» **SHORT EXERCISE**
Please render everything from the line containing "Target: grassy hill" down to the end of the rows below as a JSON list of strings, one string per line, with blank lines omitted and the pictures left out.

» **INPUT MATERIAL**

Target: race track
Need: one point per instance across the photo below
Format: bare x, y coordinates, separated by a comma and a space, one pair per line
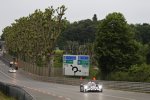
53, 91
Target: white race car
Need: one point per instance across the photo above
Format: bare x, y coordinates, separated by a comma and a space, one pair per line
12, 70
91, 87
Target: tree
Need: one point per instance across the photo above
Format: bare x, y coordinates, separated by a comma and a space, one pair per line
94, 18
115, 47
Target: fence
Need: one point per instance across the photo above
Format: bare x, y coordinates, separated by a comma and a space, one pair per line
32, 68
121, 85
14, 91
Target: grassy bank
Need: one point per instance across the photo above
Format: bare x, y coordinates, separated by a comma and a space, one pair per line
4, 97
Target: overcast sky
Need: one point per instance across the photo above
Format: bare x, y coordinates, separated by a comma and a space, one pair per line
135, 11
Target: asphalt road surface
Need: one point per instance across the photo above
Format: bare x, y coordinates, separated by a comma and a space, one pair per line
52, 91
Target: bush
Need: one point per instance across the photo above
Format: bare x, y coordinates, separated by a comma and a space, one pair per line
118, 76
140, 73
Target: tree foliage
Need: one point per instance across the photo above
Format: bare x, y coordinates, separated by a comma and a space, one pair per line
35, 36
115, 47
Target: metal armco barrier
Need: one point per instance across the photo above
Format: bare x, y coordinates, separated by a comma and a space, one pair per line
14, 91
121, 85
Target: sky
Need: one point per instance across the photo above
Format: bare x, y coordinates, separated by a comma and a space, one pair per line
135, 11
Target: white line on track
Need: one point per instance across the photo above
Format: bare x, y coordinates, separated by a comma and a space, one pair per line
118, 97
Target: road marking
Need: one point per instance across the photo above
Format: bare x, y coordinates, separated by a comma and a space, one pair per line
118, 97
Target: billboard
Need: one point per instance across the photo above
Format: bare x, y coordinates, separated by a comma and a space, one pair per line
76, 65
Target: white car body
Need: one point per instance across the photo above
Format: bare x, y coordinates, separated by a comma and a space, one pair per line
12, 70
91, 87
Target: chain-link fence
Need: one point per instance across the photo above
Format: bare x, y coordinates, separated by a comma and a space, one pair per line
15, 91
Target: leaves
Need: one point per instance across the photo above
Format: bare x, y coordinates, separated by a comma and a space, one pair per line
35, 36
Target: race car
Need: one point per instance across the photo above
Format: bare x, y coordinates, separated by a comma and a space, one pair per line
11, 70
91, 86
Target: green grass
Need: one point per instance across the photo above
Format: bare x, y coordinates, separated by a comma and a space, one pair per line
4, 97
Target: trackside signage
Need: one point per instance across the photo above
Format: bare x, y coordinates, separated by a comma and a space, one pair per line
76, 65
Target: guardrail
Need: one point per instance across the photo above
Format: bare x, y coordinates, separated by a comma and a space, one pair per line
15, 91
121, 85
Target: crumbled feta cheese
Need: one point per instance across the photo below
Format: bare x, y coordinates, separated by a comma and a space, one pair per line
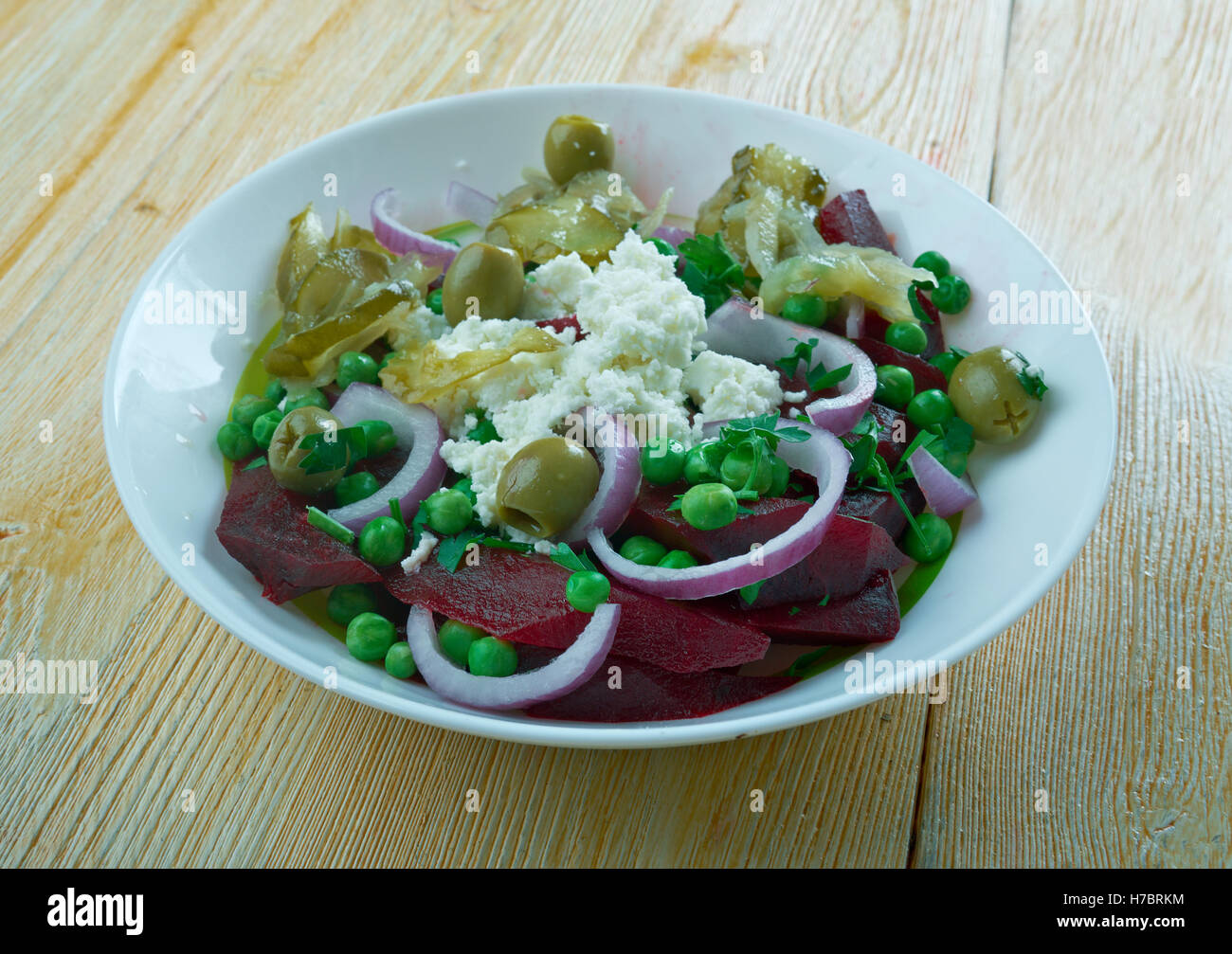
726, 387
419, 555
553, 289
641, 326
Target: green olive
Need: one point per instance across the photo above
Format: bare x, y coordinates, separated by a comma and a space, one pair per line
577, 144
284, 452
988, 395
487, 278
546, 485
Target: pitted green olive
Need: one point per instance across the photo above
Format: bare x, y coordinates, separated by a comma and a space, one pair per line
546, 485
284, 452
487, 278
577, 144
988, 395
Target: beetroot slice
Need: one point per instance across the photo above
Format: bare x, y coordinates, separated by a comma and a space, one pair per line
848, 556
878, 506
265, 527
924, 374
521, 599
870, 616
648, 693
848, 217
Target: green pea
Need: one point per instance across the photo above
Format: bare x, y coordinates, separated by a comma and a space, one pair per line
663, 460
381, 439
780, 479
932, 543
643, 550
382, 541
703, 460
355, 488
806, 309
448, 511
456, 638
895, 386
587, 588
346, 601
492, 657
945, 362
929, 407
907, 336
265, 426
663, 246
355, 366
311, 398
678, 560
709, 506
369, 637
748, 467
234, 441
249, 407
399, 661
934, 262
951, 295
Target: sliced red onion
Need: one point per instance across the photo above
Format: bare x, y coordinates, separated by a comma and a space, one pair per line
945, 493
417, 428
557, 678
822, 456
734, 329
855, 317
672, 235
620, 459
401, 239
469, 204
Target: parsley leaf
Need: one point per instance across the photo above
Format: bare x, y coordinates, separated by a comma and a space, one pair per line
484, 431
710, 271
565, 556
451, 549
821, 379
1033, 383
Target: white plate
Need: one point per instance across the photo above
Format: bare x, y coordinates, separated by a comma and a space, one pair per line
168, 387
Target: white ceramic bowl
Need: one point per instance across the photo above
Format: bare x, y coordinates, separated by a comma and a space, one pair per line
168, 387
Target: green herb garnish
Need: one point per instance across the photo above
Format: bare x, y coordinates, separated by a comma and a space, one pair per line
710, 271
321, 521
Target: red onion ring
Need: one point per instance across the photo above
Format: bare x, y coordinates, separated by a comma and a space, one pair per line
417, 428
734, 330
557, 678
945, 493
822, 456
402, 241
469, 204
620, 459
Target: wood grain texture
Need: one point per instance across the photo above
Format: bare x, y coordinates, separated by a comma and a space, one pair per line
281, 772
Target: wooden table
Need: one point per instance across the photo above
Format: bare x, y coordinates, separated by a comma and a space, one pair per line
1101, 130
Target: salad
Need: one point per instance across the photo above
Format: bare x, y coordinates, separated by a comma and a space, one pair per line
575, 457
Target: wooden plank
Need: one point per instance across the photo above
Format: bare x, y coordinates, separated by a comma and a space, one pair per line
1114, 163
282, 772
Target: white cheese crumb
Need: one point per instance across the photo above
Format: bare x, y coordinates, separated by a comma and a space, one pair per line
727, 387
419, 555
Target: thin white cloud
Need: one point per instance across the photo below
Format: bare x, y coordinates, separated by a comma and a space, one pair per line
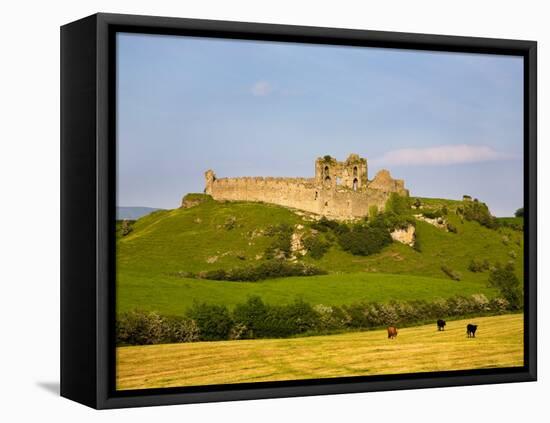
261, 89
441, 155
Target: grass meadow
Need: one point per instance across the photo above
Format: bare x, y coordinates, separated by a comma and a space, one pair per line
198, 239
498, 343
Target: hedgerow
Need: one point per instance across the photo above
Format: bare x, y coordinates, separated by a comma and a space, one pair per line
256, 319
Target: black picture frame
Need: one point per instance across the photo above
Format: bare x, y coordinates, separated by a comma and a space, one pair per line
88, 201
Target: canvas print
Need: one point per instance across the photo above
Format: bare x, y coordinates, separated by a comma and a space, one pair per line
292, 211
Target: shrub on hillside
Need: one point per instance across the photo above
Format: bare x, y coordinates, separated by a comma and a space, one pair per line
139, 328
280, 247
478, 265
126, 227
266, 321
255, 319
365, 240
179, 329
432, 214
268, 270
147, 328
479, 212
505, 280
453, 274
213, 321
316, 247
392, 221
452, 228
324, 224
398, 204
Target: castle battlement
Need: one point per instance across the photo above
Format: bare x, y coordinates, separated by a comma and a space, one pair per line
340, 190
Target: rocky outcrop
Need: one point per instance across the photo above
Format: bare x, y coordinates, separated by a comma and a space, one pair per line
404, 236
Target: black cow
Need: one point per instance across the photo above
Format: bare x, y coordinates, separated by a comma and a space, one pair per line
471, 330
392, 332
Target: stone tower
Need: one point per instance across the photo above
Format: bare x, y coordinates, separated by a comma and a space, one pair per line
351, 173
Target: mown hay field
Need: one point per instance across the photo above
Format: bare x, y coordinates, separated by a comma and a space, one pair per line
498, 343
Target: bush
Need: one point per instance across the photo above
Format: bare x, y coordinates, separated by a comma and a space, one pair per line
432, 214
479, 212
373, 211
324, 224
365, 240
269, 270
453, 274
505, 280
255, 319
281, 245
478, 265
252, 315
147, 328
214, 321
452, 228
179, 329
263, 321
126, 227
316, 246
392, 221
398, 204
139, 328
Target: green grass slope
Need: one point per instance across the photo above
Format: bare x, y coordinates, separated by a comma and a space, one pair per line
218, 235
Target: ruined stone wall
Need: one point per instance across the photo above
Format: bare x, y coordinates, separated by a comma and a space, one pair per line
351, 198
299, 193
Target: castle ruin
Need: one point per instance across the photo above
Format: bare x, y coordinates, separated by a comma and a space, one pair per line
339, 190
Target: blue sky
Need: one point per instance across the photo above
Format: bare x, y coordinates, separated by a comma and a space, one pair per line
449, 124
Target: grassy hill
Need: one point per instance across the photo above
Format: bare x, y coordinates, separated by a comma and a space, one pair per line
167, 244
498, 343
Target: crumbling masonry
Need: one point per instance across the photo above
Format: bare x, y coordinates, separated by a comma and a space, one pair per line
339, 190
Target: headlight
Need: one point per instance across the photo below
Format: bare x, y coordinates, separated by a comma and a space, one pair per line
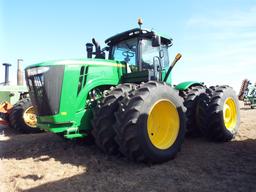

» **CORRECT RESULT**
[
  "Target: grassy hill",
  "Need: one point per instance across the photo above",
  "Format: bare x, y coordinates, separated by a comma and a space, one pair per line",
  "167, 244",
  "498, 343",
  "Target: crumbling masonry",
  "Need: one point per instance across the photo above",
  "Format: bare x, y coordinates, separated by a comma and a space, one pair per line",
  "339, 190",
  "Target: headlight",
  "Need: one point per instance across the photo below",
  "Format: bare x, y coordinates, separated by a comma and a space, one pair per line"
]